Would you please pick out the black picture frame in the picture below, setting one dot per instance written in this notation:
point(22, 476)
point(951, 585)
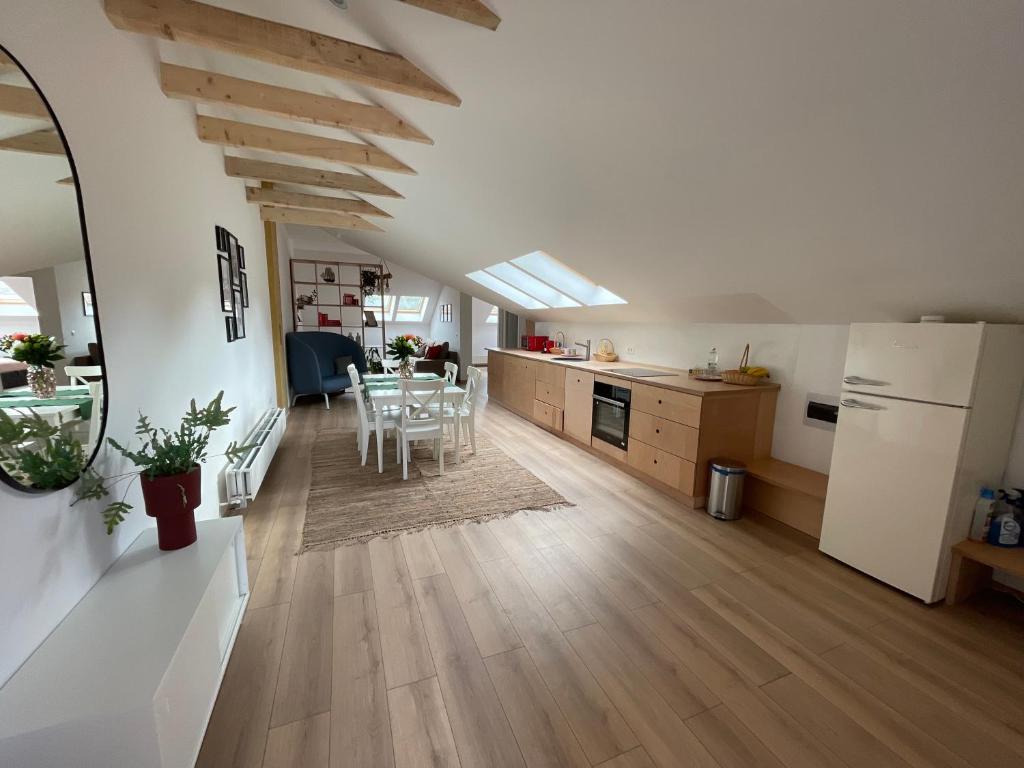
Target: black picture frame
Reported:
point(232, 254)
point(240, 314)
point(224, 275)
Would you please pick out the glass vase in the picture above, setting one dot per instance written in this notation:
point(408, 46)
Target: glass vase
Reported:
point(42, 382)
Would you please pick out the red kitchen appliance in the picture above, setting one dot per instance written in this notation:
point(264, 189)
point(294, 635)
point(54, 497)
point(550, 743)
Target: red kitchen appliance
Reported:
point(536, 343)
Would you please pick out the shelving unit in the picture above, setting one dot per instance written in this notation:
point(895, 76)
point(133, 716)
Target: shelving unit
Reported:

• EXERCISE GOAL: Reproduce all of the items above word for word, leaving out the pictures.

• ANSWER:
Would you please pick out the black picture frame in the picture below, setting one dot per instance written in this notation:
point(22, 476)
point(951, 585)
Target: black picture frame
Reported:
point(232, 254)
point(240, 314)
point(224, 275)
Would you please pick out the glass vase in the picture above, setting one dot per instance written in this notation:
point(408, 46)
Target: glass vase
Reported:
point(42, 382)
Would you please pick out the red kitchen appliance in the picture above, setting one dot per instance written in this notation:
point(264, 189)
point(294, 635)
point(54, 497)
point(550, 743)
Target: red kitchen appliance
Reported:
point(536, 343)
Would you please pick out the shelving unit in the picture above, setting one dot per instance written in this notation:
point(895, 76)
point(133, 716)
Target: shelving unit
Reported:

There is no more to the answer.